## Problem requirements
Each entry is to be output precisely as it appears.

## Data in this exercise
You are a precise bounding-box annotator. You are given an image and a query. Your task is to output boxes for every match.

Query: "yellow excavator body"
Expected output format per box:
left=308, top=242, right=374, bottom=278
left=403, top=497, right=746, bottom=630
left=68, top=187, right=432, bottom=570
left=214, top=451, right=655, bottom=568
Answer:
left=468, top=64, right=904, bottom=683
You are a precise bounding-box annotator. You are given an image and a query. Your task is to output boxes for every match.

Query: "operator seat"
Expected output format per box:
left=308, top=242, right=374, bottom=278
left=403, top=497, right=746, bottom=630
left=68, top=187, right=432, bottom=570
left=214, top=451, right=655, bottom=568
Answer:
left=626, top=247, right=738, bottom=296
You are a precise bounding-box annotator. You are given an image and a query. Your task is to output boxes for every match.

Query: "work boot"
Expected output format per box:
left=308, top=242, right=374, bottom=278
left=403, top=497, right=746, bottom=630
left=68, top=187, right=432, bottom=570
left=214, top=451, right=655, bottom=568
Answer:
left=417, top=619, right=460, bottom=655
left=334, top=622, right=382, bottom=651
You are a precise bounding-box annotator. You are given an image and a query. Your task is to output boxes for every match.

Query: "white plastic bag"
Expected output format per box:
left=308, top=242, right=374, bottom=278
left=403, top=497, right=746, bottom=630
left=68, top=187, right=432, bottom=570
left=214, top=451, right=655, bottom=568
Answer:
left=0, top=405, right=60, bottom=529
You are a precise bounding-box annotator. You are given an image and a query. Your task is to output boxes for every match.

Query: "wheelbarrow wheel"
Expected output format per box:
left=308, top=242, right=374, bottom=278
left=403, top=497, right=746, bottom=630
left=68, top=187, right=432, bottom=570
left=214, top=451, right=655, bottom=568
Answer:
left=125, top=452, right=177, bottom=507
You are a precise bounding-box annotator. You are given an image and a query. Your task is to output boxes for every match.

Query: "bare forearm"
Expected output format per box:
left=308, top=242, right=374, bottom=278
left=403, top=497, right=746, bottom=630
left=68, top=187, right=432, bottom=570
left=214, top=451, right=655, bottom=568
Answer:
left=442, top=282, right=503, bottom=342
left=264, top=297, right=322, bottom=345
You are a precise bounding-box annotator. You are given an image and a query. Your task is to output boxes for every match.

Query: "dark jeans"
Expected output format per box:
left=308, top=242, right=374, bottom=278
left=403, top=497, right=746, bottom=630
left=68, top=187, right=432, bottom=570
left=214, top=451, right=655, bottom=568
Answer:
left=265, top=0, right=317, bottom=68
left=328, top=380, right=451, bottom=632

## Result of this task
You are a precise bounding-box annotator. You are given an image and a query. Your task is to output boxes for every match.

Query: "yellow excavator body"
Expected output format per box:
left=308, top=242, right=374, bottom=278
left=403, top=497, right=746, bottom=630
left=68, top=187, right=432, bottom=570
left=214, top=451, right=655, bottom=568
Answer:
left=468, top=64, right=904, bottom=683
You are a precise bounding-box annotator. You are given an image and a query. Your task is to output boxes for every match.

Query: "operator seat"
Expected output format per box:
left=308, top=242, right=374, bottom=278
left=403, top=497, right=746, bottom=630
left=68, top=187, right=432, bottom=570
left=214, top=451, right=655, bottom=568
Answer:
left=626, top=247, right=738, bottom=296
You are a precise bounding-box annotator. You are given an image and a query. Your task is to output boxes for every match.

Query: "work boot"
Expected output format per box:
left=308, top=242, right=374, bottom=278
left=403, top=497, right=746, bottom=630
left=68, top=187, right=432, bottom=570
left=214, top=451, right=655, bottom=568
Answer:
left=417, top=619, right=460, bottom=655
left=334, top=622, right=382, bottom=651
You are a precise bounding-box annotator. You are given an image and a query. Your task is to output boxes for every match.

Query: "white plastic bag"
Expected output format per box:
left=308, top=242, right=374, bottom=278
left=403, top=497, right=746, bottom=630
left=68, top=187, right=432, bottom=570
left=214, top=451, right=655, bottom=568
Answer:
left=0, top=405, right=60, bottom=529
You are a precise bounding-box annotator. You are given an image and a query. Your task is to output boxes for every match.

Query: "wheelbarrow wheel"
Expected output format per box:
left=308, top=242, right=374, bottom=278
left=403, top=497, right=746, bottom=630
left=68, top=187, right=432, bottom=570
left=214, top=451, right=655, bottom=568
Answer:
left=125, top=452, right=177, bottom=507
You are a precise bounding-box annotator. You are given an image and a query. Your task is to output boxes for every match.

Query: "bare forearm"
Expected output format per box:
left=308, top=242, right=374, bottom=278
left=403, top=497, right=746, bottom=630
left=68, top=187, right=432, bottom=570
left=214, top=451, right=655, bottom=568
Answer:
left=442, top=282, right=503, bottom=342
left=264, top=297, right=322, bottom=345
You are a precise bounding-box annotator. You are given an image and a query. Your task is to output boxes for every match.

Query: "dark jeans"
Expected output format per box:
left=308, top=242, right=374, bottom=278
left=403, top=497, right=746, bottom=630
left=68, top=187, right=432, bottom=570
left=214, top=451, right=655, bottom=568
Answer:
left=265, top=0, right=317, bottom=68
left=328, top=380, right=451, bottom=632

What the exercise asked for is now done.